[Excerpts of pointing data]

◇ ◇ ◇ ◇

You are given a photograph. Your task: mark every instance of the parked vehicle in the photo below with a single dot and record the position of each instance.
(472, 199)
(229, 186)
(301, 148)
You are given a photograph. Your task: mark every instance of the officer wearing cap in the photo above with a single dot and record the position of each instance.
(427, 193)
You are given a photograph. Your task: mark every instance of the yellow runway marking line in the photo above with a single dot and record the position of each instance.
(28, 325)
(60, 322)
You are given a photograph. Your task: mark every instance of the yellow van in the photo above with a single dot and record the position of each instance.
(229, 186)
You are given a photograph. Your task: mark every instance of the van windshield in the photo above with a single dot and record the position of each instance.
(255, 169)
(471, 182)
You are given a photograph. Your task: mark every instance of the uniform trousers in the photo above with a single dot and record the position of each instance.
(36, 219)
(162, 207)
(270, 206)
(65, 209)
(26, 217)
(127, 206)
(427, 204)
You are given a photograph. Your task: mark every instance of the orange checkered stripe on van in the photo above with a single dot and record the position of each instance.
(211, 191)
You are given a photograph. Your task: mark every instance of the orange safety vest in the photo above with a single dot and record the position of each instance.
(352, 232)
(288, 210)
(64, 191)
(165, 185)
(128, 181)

◇ ◇ ◇ ◇

__GIVEN PROBLEM__:
Each line from the one containing "the van windshield" to the final line of the entries above must be returned exactly, and no other line may appear.

__TASK SOLUTION__:
You are given a photograph. Your task: mark every instance of the van windshield in the photo above with a single dot and record the position of each instance.
(255, 169)
(471, 182)
You are given a photograph. Your task: mark every instance of the uniform trousers in the photo above with a single dot and record the position of each instance.
(36, 219)
(162, 207)
(270, 206)
(65, 209)
(26, 217)
(127, 206)
(427, 204)
You are given a photograph. Your task: mark every instance of the orange checkered stripe on van in the photo above with a single dot and record the position of each instance.
(211, 191)
You are given a photograph. Your task: mark every instance of the orange safety vest in the photo above with a single dot and record the position of each instance.
(352, 232)
(288, 210)
(64, 191)
(165, 185)
(128, 181)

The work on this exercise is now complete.